_DATA TO PROCESS_
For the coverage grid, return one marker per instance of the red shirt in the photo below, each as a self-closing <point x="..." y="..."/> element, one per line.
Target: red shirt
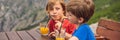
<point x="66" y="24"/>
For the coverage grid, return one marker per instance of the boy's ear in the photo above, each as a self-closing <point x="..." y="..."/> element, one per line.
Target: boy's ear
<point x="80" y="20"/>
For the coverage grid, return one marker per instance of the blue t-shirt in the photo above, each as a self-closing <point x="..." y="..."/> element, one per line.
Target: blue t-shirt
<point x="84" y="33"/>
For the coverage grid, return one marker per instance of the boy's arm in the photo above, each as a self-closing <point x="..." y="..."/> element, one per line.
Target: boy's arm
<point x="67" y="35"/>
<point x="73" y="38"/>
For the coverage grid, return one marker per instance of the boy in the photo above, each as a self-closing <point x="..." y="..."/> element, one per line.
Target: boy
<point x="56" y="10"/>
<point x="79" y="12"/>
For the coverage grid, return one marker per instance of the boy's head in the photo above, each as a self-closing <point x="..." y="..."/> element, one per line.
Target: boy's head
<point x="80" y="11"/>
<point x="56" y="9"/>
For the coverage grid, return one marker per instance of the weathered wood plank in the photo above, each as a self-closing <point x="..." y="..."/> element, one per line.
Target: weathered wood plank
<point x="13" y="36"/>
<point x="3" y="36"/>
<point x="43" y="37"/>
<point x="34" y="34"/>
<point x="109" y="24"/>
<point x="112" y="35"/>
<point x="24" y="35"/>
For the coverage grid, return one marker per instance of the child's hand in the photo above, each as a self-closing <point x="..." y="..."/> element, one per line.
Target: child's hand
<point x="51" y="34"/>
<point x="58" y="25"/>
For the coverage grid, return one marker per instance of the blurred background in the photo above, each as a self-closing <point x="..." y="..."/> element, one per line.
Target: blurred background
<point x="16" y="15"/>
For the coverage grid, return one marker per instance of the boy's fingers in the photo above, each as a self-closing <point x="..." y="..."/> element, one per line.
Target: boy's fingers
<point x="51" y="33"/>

_TASK TO CARRY OUT_
Return all of the material exactly, without pictures.

_WRITTEN ANSWER_
For the coverage grid, return one marker per instance of the red shirt in the photo below, each as a self-closing <point x="..." y="..."/> element, one per line.
Target: red shirt
<point x="66" y="24"/>
For the coverage grid, return one marker per instance of the boy's ear in the photo above, each as a self-closing <point x="..." y="..."/> element, one per line.
Target: boy's ear
<point x="80" y="20"/>
For the coverage grid, return one marker per instance of the blue t-shirt in the photo above, each as a self-closing <point x="..." y="..."/> element, one per line.
Target: blue t-shirt
<point x="84" y="33"/>
For the coverage grid, return one marker per instance of the boy's arm in the photo above, each as a self-closing <point x="..." y="..."/> element, one per line.
Target: boy's arm
<point x="67" y="35"/>
<point x="73" y="38"/>
For the coverage grid, return one marker per instance of the boy in the photo above, each as a self-closing <point x="..." y="..."/> element, one per line.
Target: boy
<point x="56" y="10"/>
<point x="79" y="12"/>
For the coverage grid, return one marker per instance of the boy's head in the photo above, each as a self-closing <point x="..." y="..."/> element, one per line.
Target: boy's head
<point x="80" y="11"/>
<point x="56" y="9"/>
For the coverage grid, return one marker per instance of the weathered wood plank in the photo above, each as a self-closing <point x="..." y="..."/> element, one per line.
Target: weathered wood plank
<point x="13" y="36"/>
<point x="3" y="36"/>
<point x="43" y="37"/>
<point x="34" y="34"/>
<point x="109" y="24"/>
<point x="112" y="35"/>
<point x="24" y="35"/>
For the coverage grid, return one marker per instance of the child's hand in the photo above, each as a self-closing <point x="..." y="..."/> element, one per line.
Target: child's hand
<point x="51" y="34"/>
<point x="58" y="25"/>
For the coverage grid, return one marker per instance of the blurred background in the photo above, each as a self-closing <point x="..." y="..."/> element, one per line.
Target: blurred background
<point x="16" y="15"/>
For the coverage grid, return one marker per instance of the boy's fingers in the photo above, each as a self-closing <point x="..." y="..."/> element, one per line.
Target: boy's fingers
<point x="51" y="33"/>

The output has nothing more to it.